--- EXERCISE DETAILS ---
Could you give the entries again, exactly as written?

--- MATERIAL FOR THE TASK ---

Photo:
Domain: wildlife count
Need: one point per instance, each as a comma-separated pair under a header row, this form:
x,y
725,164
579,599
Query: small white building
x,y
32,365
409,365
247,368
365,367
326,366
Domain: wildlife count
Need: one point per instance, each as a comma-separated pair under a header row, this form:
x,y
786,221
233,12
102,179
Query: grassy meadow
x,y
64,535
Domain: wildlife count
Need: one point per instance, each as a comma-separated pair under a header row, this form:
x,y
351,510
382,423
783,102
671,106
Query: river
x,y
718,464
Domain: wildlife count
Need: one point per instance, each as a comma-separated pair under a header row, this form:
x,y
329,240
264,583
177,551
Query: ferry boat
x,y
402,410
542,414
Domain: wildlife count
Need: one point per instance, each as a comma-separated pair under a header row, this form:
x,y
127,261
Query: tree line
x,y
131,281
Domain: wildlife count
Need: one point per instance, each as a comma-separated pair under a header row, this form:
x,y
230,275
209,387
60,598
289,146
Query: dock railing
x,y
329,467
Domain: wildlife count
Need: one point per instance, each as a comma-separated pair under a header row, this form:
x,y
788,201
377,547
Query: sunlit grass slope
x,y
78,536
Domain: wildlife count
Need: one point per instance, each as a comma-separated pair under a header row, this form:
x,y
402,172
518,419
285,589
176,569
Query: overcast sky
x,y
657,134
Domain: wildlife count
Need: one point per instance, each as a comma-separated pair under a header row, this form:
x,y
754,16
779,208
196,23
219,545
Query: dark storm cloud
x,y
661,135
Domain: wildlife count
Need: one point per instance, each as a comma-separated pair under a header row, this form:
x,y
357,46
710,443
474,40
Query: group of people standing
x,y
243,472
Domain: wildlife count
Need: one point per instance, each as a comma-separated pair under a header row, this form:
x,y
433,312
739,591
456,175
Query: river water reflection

--- SOLVED EXERCISE ---
Photo:
Domain: wildlife count
Need: one point per instance, each as a comma-separated pair under a header row, this form:
x,y
725,164
579,599
Query: small white building
x,y
32,365
409,365
247,368
365,367
326,366
Domain: wildlife count
Need: one point per instance, each as a comma-separated pair under a header row, this form:
x,y
786,221
233,12
102,179
Query: grassy meadow
x,y
64,535
Domain: wildlife count
Need: one point per instance, each as a comma-separated pair under a header row, this form:
x,y
351,510
382,423
783,102
671,106
Query: river
x,y
718,464
Domain: wildlife count
Need: one point per instance, each as a comma-separated pair under a header row, this form:
x,y
329,240
264,583
177,551
Query: ferry boat
x,y
402,410
542,414
Domain: wildlife count
Need: one point per instance, each as a comma-separated pair under a header row, this form:
x,y
127,261
Query: tree line
x,y
131,281
Domain: wildlife count
Need: one point per instance, each as a comma-separated pair under a header row, this form:
x,y
230,275
209,387
60,598
289,146
Query: dock railing
x,y
329,467
Domain: wildlife count
Need: one point per instance, each as a comma-separated pair under a header row, this form:
x,y
788,201
377,547
Query: sunlit grass slope
x,y
78,536
Domain: wildlife count
Need: one point per instance, each as a comma-separated pair under a header row, this form:
x,y
402,172
518,419
285,589
176,569
Query: overcast sky
x,y
657,134
Domain: wildlife count
Need: one point per instance, each as a comma-separated pair under a header row, this form:
x,y
754,16
779,208
196,23
219,545
Query: dark storm cloud
x,y
661,135
Domain: wildlife count
Need: one point per instance, each as a comma-separated pair under a header row, this form:
x,y
357,46
710,443
474,40
Query: group of people standing
x,y
243,472
Domain: wildlife count
Need: one point per instance, each as a comma-separated pair under a header row, this form:
x,y
433,312
739,591
456,175
Query: river water reflection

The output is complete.